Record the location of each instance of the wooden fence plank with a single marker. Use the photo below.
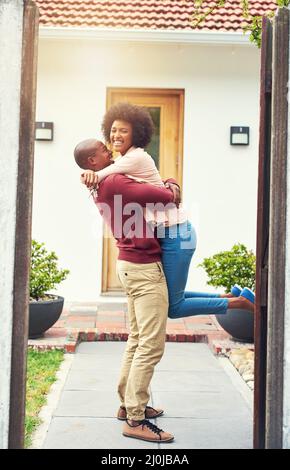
(263, 236)
(23, 226)
(277, 233)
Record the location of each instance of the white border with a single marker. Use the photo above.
(146, 35)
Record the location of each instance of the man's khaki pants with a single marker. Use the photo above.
(146, 288)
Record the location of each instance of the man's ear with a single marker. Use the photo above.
(91, 161)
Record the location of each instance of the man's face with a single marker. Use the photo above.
(100, 158)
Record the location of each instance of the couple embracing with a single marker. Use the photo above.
(155, 250)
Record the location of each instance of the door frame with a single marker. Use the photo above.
(146, 92)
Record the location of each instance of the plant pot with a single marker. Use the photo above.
(43, 314)
(239, 324)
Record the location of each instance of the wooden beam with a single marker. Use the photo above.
(277, 233)
(263, 236)
(23, 226)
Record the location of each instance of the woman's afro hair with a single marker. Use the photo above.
(137, 116)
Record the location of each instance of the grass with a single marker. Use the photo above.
(41, 374)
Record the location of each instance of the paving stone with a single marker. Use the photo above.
(90, 433)
(225, 433)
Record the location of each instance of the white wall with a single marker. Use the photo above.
(221, 89)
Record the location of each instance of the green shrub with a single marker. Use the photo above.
(227, 268)
(44, 272)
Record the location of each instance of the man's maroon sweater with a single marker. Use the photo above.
(136, 241)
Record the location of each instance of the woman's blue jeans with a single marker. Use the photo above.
(178, 243)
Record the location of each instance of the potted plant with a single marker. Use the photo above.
(44, 308)
(224, 269)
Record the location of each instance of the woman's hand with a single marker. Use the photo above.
(89, 178)
(176, 192)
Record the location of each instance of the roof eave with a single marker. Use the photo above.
(146, 35)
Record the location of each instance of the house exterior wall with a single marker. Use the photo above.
(221, 86)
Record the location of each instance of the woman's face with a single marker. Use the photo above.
(121, 136)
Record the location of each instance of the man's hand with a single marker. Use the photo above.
(176, 192)
(89, 178)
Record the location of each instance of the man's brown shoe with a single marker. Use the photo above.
(146, 431)
(150, 413)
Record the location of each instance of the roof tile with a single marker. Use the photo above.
(147, 14)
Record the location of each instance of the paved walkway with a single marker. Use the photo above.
(206, 405)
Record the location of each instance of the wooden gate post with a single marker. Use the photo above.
(263, 236)
(18, 43)
(278, 236)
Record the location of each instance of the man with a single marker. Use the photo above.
(141, 274)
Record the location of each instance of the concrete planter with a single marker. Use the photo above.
(239, 324)
(43, 314)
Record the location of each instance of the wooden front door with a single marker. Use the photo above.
(166, 148)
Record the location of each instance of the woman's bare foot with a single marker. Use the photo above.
(241, 302)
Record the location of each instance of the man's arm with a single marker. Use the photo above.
(126, 164)
(131, 191)
(172, 184)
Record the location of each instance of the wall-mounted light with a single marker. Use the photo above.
(240, 135)
(44, 131)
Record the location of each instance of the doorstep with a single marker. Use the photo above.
(91, 322)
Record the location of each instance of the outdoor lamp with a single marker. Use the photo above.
(44, 131)
(240, 135)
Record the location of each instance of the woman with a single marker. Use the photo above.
(128, 129)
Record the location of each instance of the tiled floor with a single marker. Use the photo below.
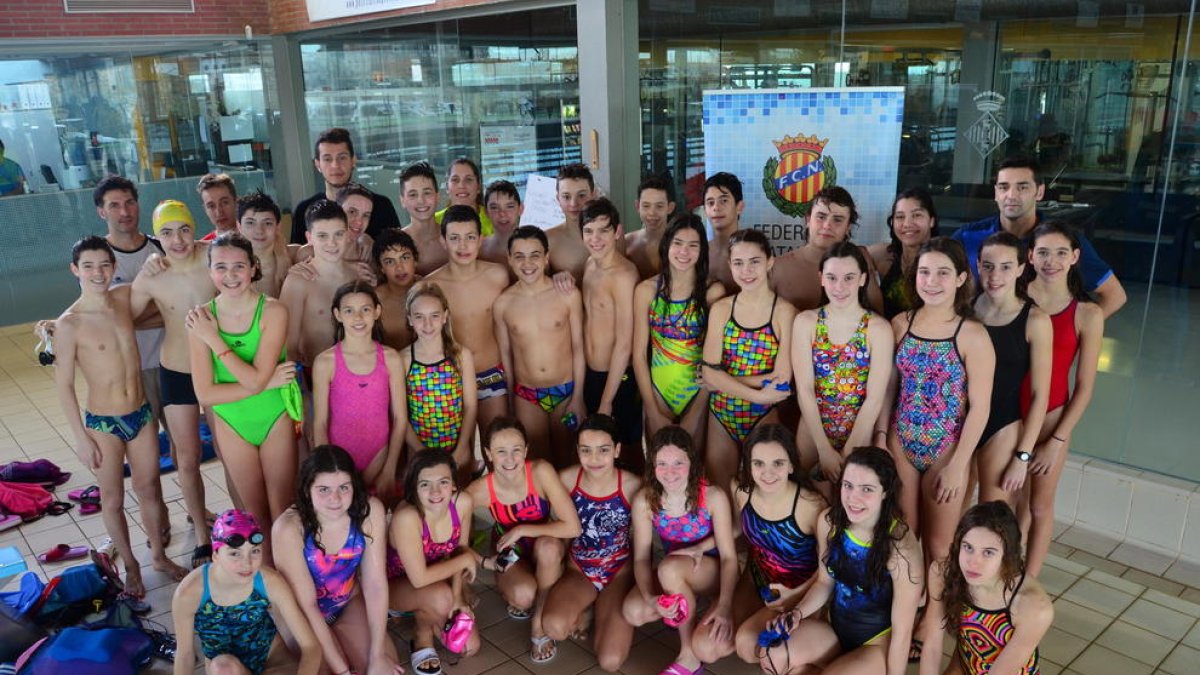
(1109, 619)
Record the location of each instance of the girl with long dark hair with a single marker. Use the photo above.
(430, 560)
(1078, 332)
(340, 579)
(983, 595)
(694, 524)
(778, 507)
(841, 353)
(1020, 336)
(870, 577)
(358, 389)
(945, 364)
(912, 222)
(670, 323)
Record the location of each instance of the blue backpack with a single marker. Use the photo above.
(101, 651)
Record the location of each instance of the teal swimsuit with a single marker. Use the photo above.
(244, 631)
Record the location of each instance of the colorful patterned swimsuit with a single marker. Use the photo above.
(676, 348)
(335, 574)
(435, 401)
(780, 553)
(983, 634)
(933, 400)
(603, 547)
(435, 551)
(532, 509)
(679, 531)
(744, 352)
(244, 631)
(839, 374)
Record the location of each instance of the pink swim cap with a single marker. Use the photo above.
(235, 527)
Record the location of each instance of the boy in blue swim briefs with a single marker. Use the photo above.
(96, 334)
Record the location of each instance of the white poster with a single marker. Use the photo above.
(508, 150)
(541, 203)
(786, 144)
(322, 10)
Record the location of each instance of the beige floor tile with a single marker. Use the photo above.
(1138, 643)
(1061, 550)
(648, 657)
(1152, 581)
(1097, 659)
(1183, 661)
(1158, 619)
(1185, 573)
(1193, 638)
(1117, 583)
(1049, 668)
(1067, 565)
(1191, 595)
(1056, 581)
(511, 637)
(1099, 597)
(1061, 646)
(570, 659)
(1079, 620)
(1097, 562)
(733, 665)
(1176, 603)
(505, 668)
(1141, 559)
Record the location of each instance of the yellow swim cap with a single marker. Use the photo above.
(169, 210)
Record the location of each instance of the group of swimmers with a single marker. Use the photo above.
(385, 353)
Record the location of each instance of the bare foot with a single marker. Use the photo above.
(582, 626)
(169, 568)
(133, 585)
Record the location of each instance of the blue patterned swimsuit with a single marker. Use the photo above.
(780, 553)
(244, 631)
(933, 401)
(603, 547)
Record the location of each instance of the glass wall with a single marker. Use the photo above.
(157, 115)
(1097, 91)
(502, 90)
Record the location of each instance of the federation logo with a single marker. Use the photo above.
(801, 171)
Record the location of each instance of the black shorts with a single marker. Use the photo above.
(175, 388)
(627, 405)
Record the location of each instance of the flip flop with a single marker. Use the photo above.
(166, 537)
(63, 553)
(59, 508)
(540, 646)
(85, 495)
(517, 614)
(425, 656)
(202, 555)
(915, 650)
(137, 605)
(681, 669)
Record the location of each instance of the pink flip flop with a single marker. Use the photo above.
(61, 553)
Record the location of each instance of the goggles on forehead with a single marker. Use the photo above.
(238, 541)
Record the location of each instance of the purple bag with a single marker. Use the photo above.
(101, 651)
(42, 471)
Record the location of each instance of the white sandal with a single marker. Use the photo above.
(424, 656)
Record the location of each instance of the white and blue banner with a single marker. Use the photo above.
(786, 144)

Objective:
Omit the pictures and reproduce the listing exactly.

Exercise output:
Record the location of each instance of the wooden fence plank with a single marker. Use the photo below.
(263, 236)
(23, 226)
(277, 233)
Record the location of each instance of the white border with a single marker. Use the photo above.
(146, 35)
Record the location of each instance of the man's khaki pants with a single marker. Use the photo above.
(146, 288)
Record the location of each instance of the man's ear with a single marker. Use the photo above.
(91, 161)
Record the location of each instance of the man's face with a single marker. Use the photo above.
(100, 158)
Record the location of each instance of the couple embracing with a single marker. Use the photo above.
(155, 250)
Record the location of each instance of the door frame with a single marker. Use the photo above.
(146, 92)
Record the location of each instance of the plant pot with a single marker. Use the photo above.
(43, 314)
(239, 324)
Record the location of each instance of the wooden beam with a single marker. Use the photo above.
(277, 233)
(263, 236)
(23, 226)
Record the location of each instance of the woman's afro hair with a single marker. Use the photo above.
(137, 116)
Record the location of each instance of the grass with a single marker. Use the photo above.
(41, 374)
Record the location of each instance of the paving stone with a single marker. Use the photo above.
(90, 433)
(225, 433)
Record the location of each instance of the white wall with a single marker. Use the photo above.
(221, 89)
Record the location of each instance of the green shrub with a single marker. Use the photo above.
(227, 268)
(44, 272)
Record the location of each instance of the man's maroon sweater with a single marker. Use the photo above.
(136, 241)
Record the location of each instance of the woman's blue jeans with a single marker. Use the photo above.
(178, 243)
Record the location of each instance of the potted plant with a single marker. Use the photo above.
(44, 308)
(224, 269)
Record the location of each instance of the woman's hand with a single marker. Use the photo above.
(89, 178)
(176, 192)
Record the location of each instance of the roof eave with a single marker. Use the photo above.
(146, 35)
Record the location of each instance of the house exterior wall with a single marker. Use the photo above.
(221, 86)
Record the location of each instance of the woman's face with a single marker. Use the photo above.
(121, 136)
Record the location of each instance of the man's hand with a single marker. Use the photo above.
(176, 192)
(89, 178)
Record the location of each instance of the man's brown shoe with a single marker. Use the photo above.
(146, 431)
(150, 413)
Record the location of each instance of the roof tile with a single marker. Use the photo above.
(147, 14)
Record the location of each instance of the paved walkway with a single marker. Use the photo above.
(206, 405)
Record the location of each instance of the wooden gate post with a single marker. Use the photo above.
(263, 236)
(18, 43)
(278, 236)
Record the location of each instance of the man with a single marker. Use the photo above.
(141, 274)
Record the location of each instance of the concrete planter with a single marker. Use the photo above.
(239, 324)
(43, 314)
Record the location of each instance of the wooden front door with a single marker. Use the photo above.
(166, 148)
Record the location of each instance of the woman's bare foot with a single marker. Use the photo above.
(241, 302)
Record the location of each instance of the man's arm with a single marker. Use the photo above.
(126, 164)
(131, 191)
(172, 184)
Record the location of each instance of the wall-mounted light with a single marker. Use the photo above.
(240, 135)
(44, 131)
Record the location of each instance of the doorstep with a single marker. Use the photo above.
(91, 322)
Record the location of each instance of the outdoor lamp with a single marker. Use the photo above.
(44, 131)
(240, 135)
Record the location of each instance of the woman with a single marker. Use the photo above.
(128, 129)
Record the location of each instance of the tiled floor with a single marker. Use the photo below.
(1109, 619)
Record the location of each instance of the girl with long dark hair with a single marker. Use the photo above.
(430, 560)
(1078, 332)
(340, 579)
(983, 595)
(694, 524)
(778, 507)
(841, 353)
(1020, 336)
(870, 577)
(358, 389)
(945, 364)
(912, 222)
(670, 323)
Record the location of each instance of the blue backpack with a single marker. Use the photo above.
(101, 651)
Record the location of each instance of the teal swimsuit with a single marker. Use the photo above.
(244, 631)
Record the location of each instance of the colorful patterned swimsuit with a single marker. Use the photo above.
(676, 348)
(335, 574)
(435, 401)
(780, 553)
(983, 634)
(933, 400)
(603, 547)
(435, 551)
(532, 509)
(679, 531)
(744, 352)
(244, 631)
(839, 374)
Record the location of each instance of the pink swim cap with a single marker. Use the photo above.
(235, 527)
Record the location of each instance of the boy in blue swim briefs with a single marker. Use the photo above.
(96, 334)
Record the location of each instance of the white poster with a single marker. Use the photo above.
(508, 150)
(541, 203)
(786, 144)
(322, 10)
Record the location of each instance of the beige floor tile with a single marker. Use the photo above.
(1138, 643)
(1061, 550)
(648, 657)
(1152, 581)
(1097, 659)
(1183, 661)
(1158, 619)
(1185, 573)
(1193, 638)
(1117, 583)
(1049, 668)
(1067, 565)
(1191, 595)
(1056, 581)
(511, 637)
(1099, 597)
(1061, 646)
(570, 659)
(1079, 620)
(1097, 562)
(733, 665)
(1176, 603)
(505, 668)
(1141, 559)
Record the location of each instance of the yellow swim cap with a single marker. Use the photo above.
(169, 210)
Record the location of each instance of the group of swimmers with a single marker. Use the photo above.
(385, 353)
Record the location of each instance of the bare foot with a single marker. Use the photo above.
(582, 626)
(169, 568)
(133, 585)
Record the location of each instance of the blue patterned swimsuit with a single marker. Use the photo above.
(780, 553)
(244, 631)
(933, 401)
(603, 547)
Record the location of each instance of the glass wall with a single marker. Use the photo above.
(157, 115)
(1097, 91)
(502, 90)
Record the location of each instance of the federation logo with a single marker. Use the photo above.
(801, 171)
Record the location of each instance of the black shorts with a single marker. Use the photo above.
(175, 388)
(627, 405)
Record the location of each instance of the flip flop with a single marker. Use the photo above.
(166, 537)
(63, 553)
(59, 508)
(540, 646)
(85, 495)
(517, 614)
(425, 656)
(202, 555)
(915, 650)
(137, 605)
(681, 669)
Record the location of each instance of the pink flip flop with a single marker. Use the photo above.
(61, 553)
Record the location of each instance of the goggles on forehead with a single marker. Use the photo above.
(238, 541)
Record the location of each instance of the purple bag with a single marker. Use the photo above.
(101, 651)
(42, 471)
Record the location of each instance of the white sandal with a single marker. Use the photo above.
(424, 656)
Record the location of each instance of the white and blue banner with a single marker. Use the photo above.
(786, 144)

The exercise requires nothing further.